*Activité*
D'après l'extrait sur les réseaux militants, où le mouvement RESF s'est-il construit ? Répondez en une phrase, s'il vous plaît.

Les réseaux militants existent : ce sont eux qui, tout l'été,
ont permis la résistance contre les expulsions de sans papiers et exigé
le droit à un logement pour tous. Les familles expulsées de Cachan
et leurs soutiens ont gagné la bataille de l'opinion par leur détermination
et leur dignité, en osant contester la " légalité ",
en s'organisant, en s'adressant largement à la population, aux élus,
en affirmant leurs droits fondamentaux de travailleurs. De même le mouvement
RESF, à l'initiative de quelques militants, s'est construit devant les
écoles, dans les salles de profs, parmi les enseignants, les parents
d'élève, les jeunes, qui ont su trouver de l'aide et mettre chacun
devant ses responsabilités.
Ces différents réseaux commencent à se rencontrer, se coordonner.

*Données enregistrées*
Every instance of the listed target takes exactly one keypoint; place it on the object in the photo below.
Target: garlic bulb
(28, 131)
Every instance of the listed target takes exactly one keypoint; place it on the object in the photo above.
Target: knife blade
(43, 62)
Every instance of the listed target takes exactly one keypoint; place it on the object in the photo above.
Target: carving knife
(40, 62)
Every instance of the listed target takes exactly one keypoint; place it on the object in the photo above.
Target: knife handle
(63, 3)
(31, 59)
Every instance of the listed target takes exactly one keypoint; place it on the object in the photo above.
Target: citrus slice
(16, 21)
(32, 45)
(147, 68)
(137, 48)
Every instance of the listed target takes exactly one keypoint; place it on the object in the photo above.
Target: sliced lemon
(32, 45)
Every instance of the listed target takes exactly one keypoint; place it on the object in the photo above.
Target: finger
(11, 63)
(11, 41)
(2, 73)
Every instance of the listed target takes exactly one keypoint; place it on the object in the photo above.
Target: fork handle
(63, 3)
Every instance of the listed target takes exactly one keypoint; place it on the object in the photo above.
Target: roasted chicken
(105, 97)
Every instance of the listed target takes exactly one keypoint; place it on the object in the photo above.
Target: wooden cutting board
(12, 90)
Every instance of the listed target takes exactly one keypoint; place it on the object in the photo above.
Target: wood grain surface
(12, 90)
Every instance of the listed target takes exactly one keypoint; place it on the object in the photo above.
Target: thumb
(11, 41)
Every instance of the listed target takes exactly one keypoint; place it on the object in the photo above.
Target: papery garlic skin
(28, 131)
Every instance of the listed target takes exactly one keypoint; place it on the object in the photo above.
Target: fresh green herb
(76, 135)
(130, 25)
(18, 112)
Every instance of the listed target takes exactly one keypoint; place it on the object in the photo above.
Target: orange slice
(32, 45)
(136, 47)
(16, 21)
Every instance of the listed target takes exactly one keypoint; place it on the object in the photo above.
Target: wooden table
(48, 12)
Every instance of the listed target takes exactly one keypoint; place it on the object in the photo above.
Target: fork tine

*Réponse produite*
Le mouvement RESF s'est construit devant les écoles, dans les salles de profs, parmi les enseignants, les parents d'élève et les jeunes.